Boğaziçi Üniversitesi ve Cambridge Üniversitesi yosun biyoteknolojisi konusunda işbirliği yapacak
Türkiye’deki araştırma ortamının kapasitesini Türkiye ve Birleşik Krallık’tan kurumların işbirlikleriyle artırmaya yönelik Research Environment Links programı kapsamında desteklenen ‘’Joint Consortium on Algal Biotechnology for Bioeconomy - Driven Future’’ başlıklı proje ile iki ülkenin araştırma merkezleri arasında yosun biyoteknolojisi alanında ortak bilimsel araştırmalar yapılması, eğitimler verilmesi amaçlanıyor.
Proje kapsamında, Boğaziçi Üniversitesi’ndeki İstanbul Mikroyosun Biyoteknolojileri AR-GE Birimi (İMBİYOTAB) ve Cambridge Üniversitesi Mikroyosun İnovasyon Merkezi (AIC) araştırmacılarınca disiplinlerarası çalışmalar, eğitimler gerçekleştirilecek. Projenin Türkiye ayağındaki çalışmalar Dr. Öğr. Üyesi Berat Haznedaroğlu’nun, İngiltere ayağındaki çalışmalar ise Cambridge Üniversitesi Bitki Bilimleri bölüm başkanı Prof. Alison Smith’in liderliğinde yürütülecek.

- **Görev 1**
Belge metnine göre projenin İngiltere ayağındaki çalışmalar kimin liderliğinde yürütülecek?
- **Görev 2**
Lütfen belge metninin "Boğaziçi Üniversitesi ve" ile başlayıp "eğitimler verilmesi amaçlanıyor." ile biten kısmını "Research Environment Links" yerine "Araştırma Ortamı Bağlantıları" koyarak güncelleyin ve yeniden yazın.
Bu materyal başka bir kaynaktan alınmıştır.

- **Veri kümesinden alıntı**
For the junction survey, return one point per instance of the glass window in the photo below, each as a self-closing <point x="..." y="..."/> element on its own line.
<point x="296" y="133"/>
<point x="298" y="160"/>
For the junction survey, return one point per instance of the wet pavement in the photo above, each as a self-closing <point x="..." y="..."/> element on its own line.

- **Tam yanıt 1**
Cambridge Üniversitesi Bitki Bilimleri bölüm başkanı Prof. Alison Smith'in liderliğinde yürütülecek.

- **Tam yanıt 2**
Boğaziçi Üniversitesi ve Cambridge Üniversitesi yosun biyoteknolojisi konusunda işbirliği yapacak
Türkiye’deki araştırma ortamının kapasitesini Türkiye ve Birleşik Krallık’tan kurumların işbirlikleriyle artırmaya yönelik Araştırma Ortamı Bağlantıları programı kapsamında desteklenen ‘’Joint Consortium on Algal Biotechnology for Bioeconomy - Driven Future’’ başlıklı proje ile iki ülkenin araştırma merkezleri arasında yosun biyoteknolojisi alanında ortak bilimsel araştırmalar yapılması, eğitimler verilmesi amaçlanıyor.